[REQUIREMENT]
Please rewrite the listing below, replacing every "point at" with "mark" and keeping everything else unchanged.

[Records from a data collection]
+---+
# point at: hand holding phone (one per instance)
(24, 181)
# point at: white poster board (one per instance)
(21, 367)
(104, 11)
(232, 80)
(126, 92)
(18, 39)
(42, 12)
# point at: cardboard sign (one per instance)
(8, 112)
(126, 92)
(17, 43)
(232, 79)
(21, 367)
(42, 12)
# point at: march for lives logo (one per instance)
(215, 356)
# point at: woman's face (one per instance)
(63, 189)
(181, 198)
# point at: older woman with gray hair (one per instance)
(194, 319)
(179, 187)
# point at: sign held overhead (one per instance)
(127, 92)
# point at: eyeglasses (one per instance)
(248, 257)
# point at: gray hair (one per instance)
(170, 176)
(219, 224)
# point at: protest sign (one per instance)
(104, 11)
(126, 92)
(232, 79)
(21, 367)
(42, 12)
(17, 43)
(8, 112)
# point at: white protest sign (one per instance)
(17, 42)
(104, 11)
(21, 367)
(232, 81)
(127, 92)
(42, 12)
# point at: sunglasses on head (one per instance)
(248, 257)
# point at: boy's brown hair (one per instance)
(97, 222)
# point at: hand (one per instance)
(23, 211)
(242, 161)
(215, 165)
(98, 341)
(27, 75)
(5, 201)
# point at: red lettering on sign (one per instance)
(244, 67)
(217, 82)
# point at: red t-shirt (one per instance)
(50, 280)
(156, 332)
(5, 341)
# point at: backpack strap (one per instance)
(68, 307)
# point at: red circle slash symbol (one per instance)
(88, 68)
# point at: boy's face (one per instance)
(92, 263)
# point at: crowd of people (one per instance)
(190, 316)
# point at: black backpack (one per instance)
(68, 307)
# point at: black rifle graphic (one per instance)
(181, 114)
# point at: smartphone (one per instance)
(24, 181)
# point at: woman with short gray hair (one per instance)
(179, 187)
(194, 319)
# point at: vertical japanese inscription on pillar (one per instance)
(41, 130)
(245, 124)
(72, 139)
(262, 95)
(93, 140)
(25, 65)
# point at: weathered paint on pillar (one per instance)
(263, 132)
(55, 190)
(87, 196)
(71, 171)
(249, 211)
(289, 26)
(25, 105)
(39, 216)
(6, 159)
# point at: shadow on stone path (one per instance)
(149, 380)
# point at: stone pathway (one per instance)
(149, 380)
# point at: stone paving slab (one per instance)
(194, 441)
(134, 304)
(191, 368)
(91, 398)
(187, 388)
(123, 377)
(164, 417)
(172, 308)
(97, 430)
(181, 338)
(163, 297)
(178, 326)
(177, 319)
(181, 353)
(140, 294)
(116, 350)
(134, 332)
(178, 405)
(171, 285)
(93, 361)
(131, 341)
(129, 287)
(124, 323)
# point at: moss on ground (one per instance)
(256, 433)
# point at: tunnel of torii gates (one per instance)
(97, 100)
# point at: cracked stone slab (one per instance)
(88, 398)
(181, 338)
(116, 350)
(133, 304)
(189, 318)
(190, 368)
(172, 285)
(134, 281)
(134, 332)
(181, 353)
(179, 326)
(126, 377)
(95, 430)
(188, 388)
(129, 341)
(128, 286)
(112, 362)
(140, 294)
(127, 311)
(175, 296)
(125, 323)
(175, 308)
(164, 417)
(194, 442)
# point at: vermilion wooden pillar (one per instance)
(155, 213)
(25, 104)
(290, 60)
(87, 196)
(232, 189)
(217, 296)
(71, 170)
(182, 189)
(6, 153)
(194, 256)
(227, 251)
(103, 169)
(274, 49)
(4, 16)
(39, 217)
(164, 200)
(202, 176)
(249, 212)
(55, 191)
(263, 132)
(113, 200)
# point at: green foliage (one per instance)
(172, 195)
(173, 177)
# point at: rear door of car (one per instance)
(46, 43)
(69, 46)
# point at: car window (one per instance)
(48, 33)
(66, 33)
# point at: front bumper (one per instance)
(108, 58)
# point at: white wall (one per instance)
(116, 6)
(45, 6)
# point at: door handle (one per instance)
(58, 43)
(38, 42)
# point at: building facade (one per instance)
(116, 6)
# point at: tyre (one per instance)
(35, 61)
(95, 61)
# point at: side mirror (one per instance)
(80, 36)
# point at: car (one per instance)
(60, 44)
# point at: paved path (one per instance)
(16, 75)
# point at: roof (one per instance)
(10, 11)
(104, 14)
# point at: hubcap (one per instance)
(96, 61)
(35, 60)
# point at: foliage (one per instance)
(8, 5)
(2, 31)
+---+
[THE RESPONSE]
# mark: hand holding phone (one per instance)
(24, 181)
# mark: white poster board (one per instance)
(21, 367)
(104, 11)
(232, 80)
(126, 92)
(18, 39)
(42, 12)
# mark: cardboard sign (one per instance)
(8, 112)
(126, 92)
(17, 43)
(232, 79)
(21, 367)
(42, 12)
# mark: march for lives logo (one per instance)
(215, 356)
# mark: woman's face (one per instance)
(63, 189)
(181, 198)
# mark: older woman with gray hair (one per instance)
(194, 319)
(179, 187)
# mark: sign held overhead (one per instance)
(127, 92)
# mark: eyeglasses (one per instance)
(248, 257)
# mark: gray hair (one per instance)
(170, 176)
(219, 224)
# mark: protest sign (one per instance)
(104, 11)
(126, 92)
(232, 79)
(21, 367)
(42, 12)
(17, 43)
(8, 112)
# mark: white protest sign (one per instance)
(17, 42)
(104, 11)
(21, 367)
(232, 81)
(127, 92)
(42, 12)
# mark: sunglasses on head (one per instance)
(248, 257)
# mark: boy's brown hair (one per instance)
(97, 222)
# mark: hand (one per instance)
(23, 211)
(242, 161)
(215, 165)
(98, 341)
(27, 75)
(5, 201)
# mark: red lettering on sign (one per instance)
(244, 67)
(217, 82)
# mark: red t-shirt (one per instance)
(50, 280)
(156, 332)
(5, 341)
# mark: backpack strap (one per instance)
(68, 307)
# mark: red circle slash symbol (one per instance)
(88, 68)
# mark: boy's face (one per instance)
(92, 263)
# mark: crowd of people (one per instance)
(190, 316)
# mark: black backpack (one per instance)
(68, 307)
# mark: black rifle graphic (one per instance)
(181, 114)
# mark: smartphone (one per instance)
(24, 181)
# mark: woman with short gray hair (one per instance)
(179, 187)
(194, 319)
# mark: vertical japanese inscription on pillar (one per instance)
(41, 130)
(245, 124)
(72, 139)
(262, 95)
(93, 140)
(25, 65)
# mark: weathered paint on pillar (one per instance)
(263, 132)
(55, 190)
(87, 196)
(71, 171)
(249, 211)
(289, 26)
(25, 105)
(39, 216)
(6, 159)
# mark: shadow on stone path (one per instance)
(149, 380)
# mark: stone pathway (one per instance)
(149, 380)
# mark: stone paving slab (one per instance)
(194, 441)
(134, 304)
(191, 368)
(91, 398)
(187, 388)
(123, 377)
(164, 417)
(172, 308)
(97, 430)
(181, 338)
(163, 297)
(178, 326)
(177, 319)
(181, 353)
(140, 294)
(116, 350)
(134, 332)
(178, 405)
(171, 285)
(93, 361)
(131, 341)
(129, 287)
(124, 323)
# mark: moss on ground (one per instance)
(256, 433)
# mark: tunnel of torii gates (one per instance)
(97, 100)
# mark: cracked stone slab (one per instance)
(88, 398)
(181, 338)
(116, 350)
(133, 304)
(189, 318)
(190, 368)
(172, 285)
(134, 281)
(134, 332)
(181, 353)
(179, 326)
(126, 377)
(95, 430)
(188, 388)
(129, 341)
(128, 286)
(112, 362)
(140, 294)
(127, 311)
(175, 296)
(125, 323)
(175, 308)
(164, 417)
(194, 442)
# mark: vermilion wooden pillar (one per instance)
(155, 213)
(25, 104)
(290, 60)
(87, 196)
(232, 189)
(217, 296)
(71, 170)
(182, 189)
(6, 153)
(194, 256)
(227, 251)
(103, 169)
(274, 49)
(4, 16)
(39, 217)
(164, 200)
(202, 176)
(249, 212)
(55, 191)
(263, 132)
(113, 200)
# mark: green foliage (one per instance)
(172, 195)
(173, 177)
# mark: rear door of car (one per instance)
(46, 43)
(69, 46)
# mark: car window (one per instance)
(48, 33)
(66, 33)
# mark: front bumper (one per instance)
(108, 58)
# mark: white wall (one per instance)
(116, 6)
(45, 6)
# mark: door handle (one per instance)
(58, 43)
(38, 42)
# mark: building facade (one per instance)
(116, 6)
# mark: tyre (one per instance)
(35, 61)
(95, 61)
# mark: side mirror (one per instance)
(80, 36)
# mark: car (one per instance)
(60, 44)
# mark: paved path (one per instance)
(16, 75)
# mark: roof (one per instance)
(10, 11)
(104, 14)
# mark: hubcap (one per instance)
(96, 61)
(35, 60)
# mark: foliage (one per instance)
(8, 5)
(2, 31)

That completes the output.